What the task requires — Turn the data into a Markdown table with the columns Row and Text, numbering each row and leaving out blank lines. Begin at the first line of the data and stop after the line that contains "x=205 y=260", including both ends.
● ● ●
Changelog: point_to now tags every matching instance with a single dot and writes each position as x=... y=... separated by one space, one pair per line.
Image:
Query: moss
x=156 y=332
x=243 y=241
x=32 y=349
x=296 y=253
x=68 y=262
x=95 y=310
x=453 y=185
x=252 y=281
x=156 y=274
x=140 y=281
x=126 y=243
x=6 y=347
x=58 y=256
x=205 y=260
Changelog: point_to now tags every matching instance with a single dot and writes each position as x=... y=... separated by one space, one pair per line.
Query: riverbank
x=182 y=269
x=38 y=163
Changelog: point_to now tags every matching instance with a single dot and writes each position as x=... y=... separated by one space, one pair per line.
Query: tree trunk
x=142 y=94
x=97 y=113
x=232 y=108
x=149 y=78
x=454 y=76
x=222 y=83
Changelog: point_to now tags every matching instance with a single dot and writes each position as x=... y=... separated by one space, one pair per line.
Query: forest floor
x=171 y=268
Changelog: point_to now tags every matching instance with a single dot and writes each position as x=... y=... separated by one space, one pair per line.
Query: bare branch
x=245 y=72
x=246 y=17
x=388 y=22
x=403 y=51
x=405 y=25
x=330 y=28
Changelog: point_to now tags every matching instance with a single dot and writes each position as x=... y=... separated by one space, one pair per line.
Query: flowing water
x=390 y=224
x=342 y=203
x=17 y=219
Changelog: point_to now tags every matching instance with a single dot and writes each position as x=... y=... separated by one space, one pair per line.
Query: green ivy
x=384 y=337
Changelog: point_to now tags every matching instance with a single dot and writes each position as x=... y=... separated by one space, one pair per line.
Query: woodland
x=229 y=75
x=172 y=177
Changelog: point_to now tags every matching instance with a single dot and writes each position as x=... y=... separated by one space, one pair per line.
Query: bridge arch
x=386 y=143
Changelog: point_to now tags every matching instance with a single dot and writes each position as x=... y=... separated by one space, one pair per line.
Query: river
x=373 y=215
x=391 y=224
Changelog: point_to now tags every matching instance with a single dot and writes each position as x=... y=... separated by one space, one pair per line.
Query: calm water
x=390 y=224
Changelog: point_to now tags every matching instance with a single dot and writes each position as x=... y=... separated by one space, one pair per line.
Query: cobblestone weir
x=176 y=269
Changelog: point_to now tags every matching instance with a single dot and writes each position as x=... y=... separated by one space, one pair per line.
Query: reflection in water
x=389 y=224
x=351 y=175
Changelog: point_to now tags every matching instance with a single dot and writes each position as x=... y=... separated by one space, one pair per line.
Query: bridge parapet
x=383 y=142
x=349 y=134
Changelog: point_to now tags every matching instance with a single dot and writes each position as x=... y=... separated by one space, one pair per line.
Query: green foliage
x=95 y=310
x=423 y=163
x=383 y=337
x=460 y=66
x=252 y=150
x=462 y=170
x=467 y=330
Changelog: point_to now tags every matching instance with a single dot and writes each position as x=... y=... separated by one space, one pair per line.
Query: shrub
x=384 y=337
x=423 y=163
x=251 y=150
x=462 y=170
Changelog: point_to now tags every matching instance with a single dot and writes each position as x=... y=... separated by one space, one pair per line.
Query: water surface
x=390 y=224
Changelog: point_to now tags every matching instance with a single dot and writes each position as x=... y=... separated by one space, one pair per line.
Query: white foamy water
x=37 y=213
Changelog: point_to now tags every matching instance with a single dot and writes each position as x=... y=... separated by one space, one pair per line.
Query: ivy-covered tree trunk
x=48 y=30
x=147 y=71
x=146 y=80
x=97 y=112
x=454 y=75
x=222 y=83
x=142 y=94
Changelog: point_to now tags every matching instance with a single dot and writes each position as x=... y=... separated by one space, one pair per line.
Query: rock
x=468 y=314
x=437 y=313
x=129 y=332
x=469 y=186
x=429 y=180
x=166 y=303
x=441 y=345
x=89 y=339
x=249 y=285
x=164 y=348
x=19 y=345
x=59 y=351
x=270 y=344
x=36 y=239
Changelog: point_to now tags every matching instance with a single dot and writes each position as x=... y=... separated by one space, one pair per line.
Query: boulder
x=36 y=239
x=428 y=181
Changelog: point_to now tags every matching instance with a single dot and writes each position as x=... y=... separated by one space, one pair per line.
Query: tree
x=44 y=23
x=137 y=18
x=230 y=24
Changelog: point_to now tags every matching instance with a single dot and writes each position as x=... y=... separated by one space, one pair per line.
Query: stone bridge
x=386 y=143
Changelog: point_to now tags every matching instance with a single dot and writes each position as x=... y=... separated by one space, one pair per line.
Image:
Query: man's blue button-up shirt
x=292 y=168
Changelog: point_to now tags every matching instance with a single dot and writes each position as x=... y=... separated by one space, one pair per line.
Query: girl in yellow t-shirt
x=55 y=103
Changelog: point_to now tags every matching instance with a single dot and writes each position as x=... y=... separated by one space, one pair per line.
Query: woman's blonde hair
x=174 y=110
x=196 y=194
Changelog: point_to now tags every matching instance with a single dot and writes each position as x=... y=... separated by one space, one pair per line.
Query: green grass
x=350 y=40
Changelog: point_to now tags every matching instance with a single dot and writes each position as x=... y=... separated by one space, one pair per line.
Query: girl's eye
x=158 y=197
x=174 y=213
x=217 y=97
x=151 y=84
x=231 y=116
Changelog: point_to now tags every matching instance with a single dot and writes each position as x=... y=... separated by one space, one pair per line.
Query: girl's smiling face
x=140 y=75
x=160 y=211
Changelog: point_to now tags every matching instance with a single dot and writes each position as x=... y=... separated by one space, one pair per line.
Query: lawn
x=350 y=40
● ● ●
Exercise output —
| Row | Text |
|---|---|
| 1 | Changelog: point_to now tags every matching instance with a single dot and writes each position as x=... y=... separated by one space, one pair per line. |
| 2 | Image: |
| 3 | Query: moss |
| 4 | x=156 y=332 |
| 5 | x=243 y=241 |
| 6 | x=32 y=349 |
| 7 | x=296 y=253 |
| 8 | x=68 y=262 |
| 9 | x=95 y=310 |
| 10 | x=453 y=185 |
| 11 | x=252 y=281 |
| 12 | x=156 y=274 |
| 13 | x=140 y=281 |
| 14 | x=126 y=243 |
| 15 | x=6 y=347 |
| 16 | x=58 y=256 |
| 17 | x=205 y=260 |